GIVEN TASK: Every line from the one with "Can you find the bird's eye" through the final line must be written out exactly, and no other line; omit the pictures.
# RECORDS SHOWN start
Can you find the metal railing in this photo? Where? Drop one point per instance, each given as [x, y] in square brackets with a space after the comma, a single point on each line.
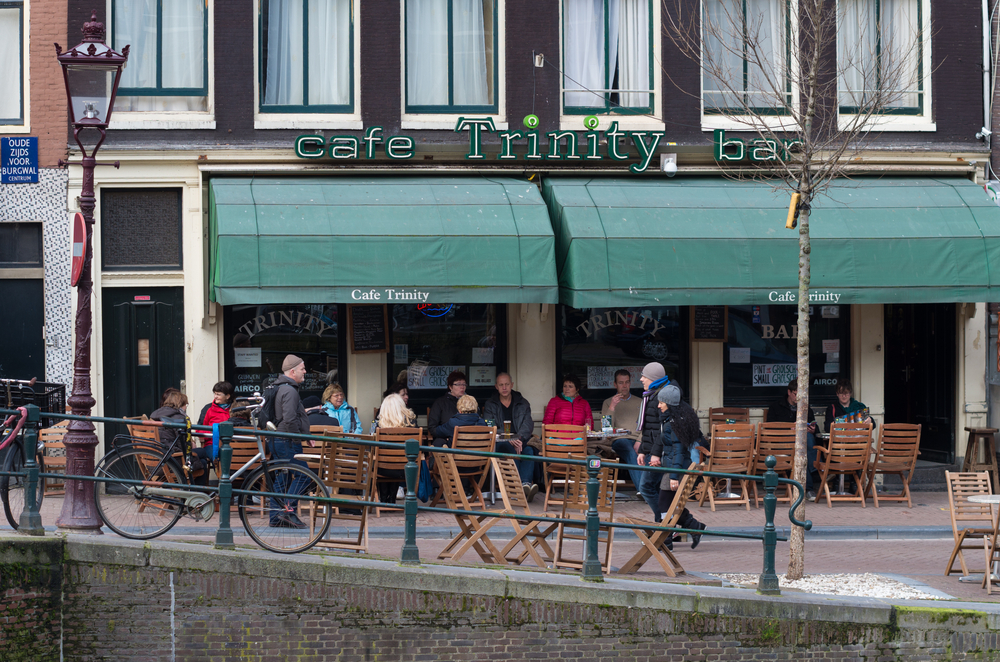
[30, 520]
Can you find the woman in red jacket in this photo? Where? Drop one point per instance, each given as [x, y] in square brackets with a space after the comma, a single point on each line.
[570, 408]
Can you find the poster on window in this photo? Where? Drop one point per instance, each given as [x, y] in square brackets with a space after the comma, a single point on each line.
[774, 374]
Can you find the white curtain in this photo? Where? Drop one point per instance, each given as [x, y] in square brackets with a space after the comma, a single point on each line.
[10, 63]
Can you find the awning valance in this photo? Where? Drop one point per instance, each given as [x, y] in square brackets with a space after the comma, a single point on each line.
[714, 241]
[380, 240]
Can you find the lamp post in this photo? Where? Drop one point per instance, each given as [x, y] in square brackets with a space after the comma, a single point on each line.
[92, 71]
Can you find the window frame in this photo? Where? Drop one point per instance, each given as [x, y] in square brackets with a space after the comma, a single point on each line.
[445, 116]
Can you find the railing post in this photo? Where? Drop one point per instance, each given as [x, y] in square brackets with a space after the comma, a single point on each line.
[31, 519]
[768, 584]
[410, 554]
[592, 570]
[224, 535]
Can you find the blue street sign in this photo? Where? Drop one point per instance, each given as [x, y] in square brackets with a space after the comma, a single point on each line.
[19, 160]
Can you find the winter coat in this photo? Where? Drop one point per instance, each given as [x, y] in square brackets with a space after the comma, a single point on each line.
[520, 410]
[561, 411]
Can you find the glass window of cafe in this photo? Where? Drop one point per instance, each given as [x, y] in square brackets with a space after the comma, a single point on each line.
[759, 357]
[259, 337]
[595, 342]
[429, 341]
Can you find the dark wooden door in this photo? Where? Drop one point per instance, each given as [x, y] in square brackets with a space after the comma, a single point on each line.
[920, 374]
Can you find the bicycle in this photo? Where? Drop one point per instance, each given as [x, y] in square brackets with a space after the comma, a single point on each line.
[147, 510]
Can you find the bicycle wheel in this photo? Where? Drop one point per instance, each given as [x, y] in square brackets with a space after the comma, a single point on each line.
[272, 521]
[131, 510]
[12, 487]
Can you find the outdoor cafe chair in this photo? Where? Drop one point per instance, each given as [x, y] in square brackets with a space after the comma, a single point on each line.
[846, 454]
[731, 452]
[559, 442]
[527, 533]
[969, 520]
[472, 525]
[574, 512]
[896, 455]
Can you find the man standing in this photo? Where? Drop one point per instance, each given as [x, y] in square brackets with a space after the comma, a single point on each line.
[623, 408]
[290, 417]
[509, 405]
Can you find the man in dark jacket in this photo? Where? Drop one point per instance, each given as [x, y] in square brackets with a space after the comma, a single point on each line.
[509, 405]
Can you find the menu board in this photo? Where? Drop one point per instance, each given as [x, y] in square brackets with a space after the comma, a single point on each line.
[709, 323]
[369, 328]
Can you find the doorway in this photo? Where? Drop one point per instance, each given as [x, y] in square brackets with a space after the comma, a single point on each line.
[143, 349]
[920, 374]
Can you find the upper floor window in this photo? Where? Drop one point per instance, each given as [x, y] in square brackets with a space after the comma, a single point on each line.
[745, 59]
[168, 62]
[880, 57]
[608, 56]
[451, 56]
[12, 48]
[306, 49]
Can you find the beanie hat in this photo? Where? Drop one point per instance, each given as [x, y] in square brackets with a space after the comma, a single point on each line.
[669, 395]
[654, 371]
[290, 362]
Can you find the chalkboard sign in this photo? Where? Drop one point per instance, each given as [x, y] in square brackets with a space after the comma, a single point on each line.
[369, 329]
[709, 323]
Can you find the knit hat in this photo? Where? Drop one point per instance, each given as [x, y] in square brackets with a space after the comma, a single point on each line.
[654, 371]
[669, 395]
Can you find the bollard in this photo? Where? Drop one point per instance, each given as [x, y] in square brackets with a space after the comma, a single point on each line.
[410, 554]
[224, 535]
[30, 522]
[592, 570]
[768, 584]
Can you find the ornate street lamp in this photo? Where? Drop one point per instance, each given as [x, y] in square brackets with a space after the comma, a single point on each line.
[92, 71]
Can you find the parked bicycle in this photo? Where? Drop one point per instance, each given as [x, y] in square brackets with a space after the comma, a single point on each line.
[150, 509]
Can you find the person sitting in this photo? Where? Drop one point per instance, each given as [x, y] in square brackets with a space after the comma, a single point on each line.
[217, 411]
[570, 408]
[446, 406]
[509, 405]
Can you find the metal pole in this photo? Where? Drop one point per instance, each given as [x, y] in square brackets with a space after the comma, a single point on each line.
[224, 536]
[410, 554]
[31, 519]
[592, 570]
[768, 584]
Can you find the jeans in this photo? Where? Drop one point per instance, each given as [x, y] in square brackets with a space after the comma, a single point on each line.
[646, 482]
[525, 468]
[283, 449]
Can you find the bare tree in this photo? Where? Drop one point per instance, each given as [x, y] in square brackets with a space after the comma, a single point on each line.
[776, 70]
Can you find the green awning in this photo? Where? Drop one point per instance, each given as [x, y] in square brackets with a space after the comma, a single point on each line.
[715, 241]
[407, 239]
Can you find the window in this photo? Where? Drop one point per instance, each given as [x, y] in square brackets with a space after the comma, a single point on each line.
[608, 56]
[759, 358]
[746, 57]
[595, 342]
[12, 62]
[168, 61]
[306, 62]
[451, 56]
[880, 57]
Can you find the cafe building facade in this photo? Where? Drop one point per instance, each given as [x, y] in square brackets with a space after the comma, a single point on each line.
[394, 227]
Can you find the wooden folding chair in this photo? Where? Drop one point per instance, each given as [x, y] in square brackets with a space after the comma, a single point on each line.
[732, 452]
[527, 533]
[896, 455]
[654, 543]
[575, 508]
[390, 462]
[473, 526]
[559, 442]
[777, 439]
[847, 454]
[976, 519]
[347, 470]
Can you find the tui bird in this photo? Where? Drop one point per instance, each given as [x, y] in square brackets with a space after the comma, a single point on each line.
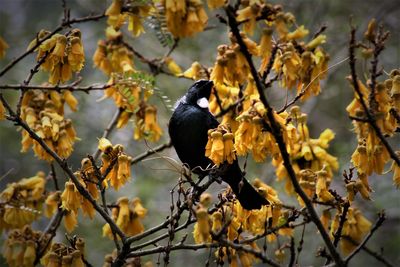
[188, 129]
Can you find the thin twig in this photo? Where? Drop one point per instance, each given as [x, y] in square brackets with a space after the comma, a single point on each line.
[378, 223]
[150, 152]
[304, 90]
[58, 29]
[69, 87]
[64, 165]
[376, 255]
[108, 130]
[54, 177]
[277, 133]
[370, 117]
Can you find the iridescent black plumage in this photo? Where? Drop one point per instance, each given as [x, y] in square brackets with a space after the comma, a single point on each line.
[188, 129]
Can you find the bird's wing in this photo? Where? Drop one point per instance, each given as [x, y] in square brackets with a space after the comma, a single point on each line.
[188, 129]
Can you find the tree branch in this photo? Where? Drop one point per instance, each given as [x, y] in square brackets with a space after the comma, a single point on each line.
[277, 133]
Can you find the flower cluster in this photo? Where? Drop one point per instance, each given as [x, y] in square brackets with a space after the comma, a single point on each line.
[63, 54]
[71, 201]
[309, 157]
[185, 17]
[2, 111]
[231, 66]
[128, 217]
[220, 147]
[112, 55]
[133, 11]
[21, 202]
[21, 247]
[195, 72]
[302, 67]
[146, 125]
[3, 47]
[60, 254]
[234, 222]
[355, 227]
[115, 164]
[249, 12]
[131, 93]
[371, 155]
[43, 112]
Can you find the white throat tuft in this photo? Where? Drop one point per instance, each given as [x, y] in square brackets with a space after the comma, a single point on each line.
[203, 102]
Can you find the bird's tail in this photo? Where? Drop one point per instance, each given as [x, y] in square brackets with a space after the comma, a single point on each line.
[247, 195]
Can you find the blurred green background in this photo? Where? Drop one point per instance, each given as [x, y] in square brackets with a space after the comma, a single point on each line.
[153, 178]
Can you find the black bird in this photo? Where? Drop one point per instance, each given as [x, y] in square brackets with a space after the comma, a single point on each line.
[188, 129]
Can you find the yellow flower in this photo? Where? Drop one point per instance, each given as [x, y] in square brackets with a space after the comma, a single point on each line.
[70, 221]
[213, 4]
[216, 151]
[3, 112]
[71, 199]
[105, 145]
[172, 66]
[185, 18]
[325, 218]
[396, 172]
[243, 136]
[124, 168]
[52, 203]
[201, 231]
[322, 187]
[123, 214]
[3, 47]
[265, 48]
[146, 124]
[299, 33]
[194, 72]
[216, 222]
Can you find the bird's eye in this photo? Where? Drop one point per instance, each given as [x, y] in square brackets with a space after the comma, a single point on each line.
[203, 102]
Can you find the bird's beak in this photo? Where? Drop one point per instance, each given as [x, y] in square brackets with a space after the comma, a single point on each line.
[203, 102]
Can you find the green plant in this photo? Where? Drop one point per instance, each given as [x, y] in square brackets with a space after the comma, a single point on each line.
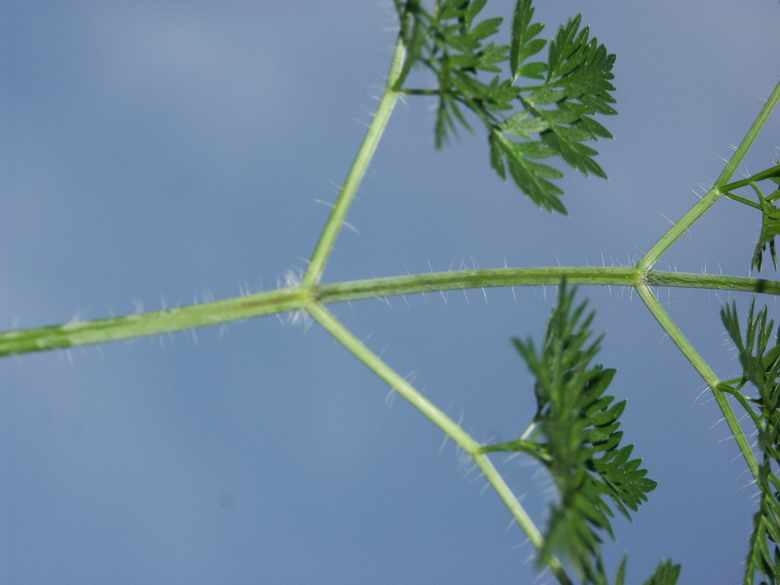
# RECORDS SHOWN end
THE REPLY:
Can you find the bird's eye in this photo? Where? Drop one point per instance, each given as [x, y] in square brackets with a space after the comma, a single point on each line.
[203, 102]
Can you find the bird's beak in this photo? Where? Drop one point per instance, each given as [x, y] in square brackets with a space after the comma, a single point on each line.
[203, 102]
Can you find the green plant in this photo? Where? Drop one point per instance, each given as [x, y] in square brackets with a space after the comma, a single point on each line.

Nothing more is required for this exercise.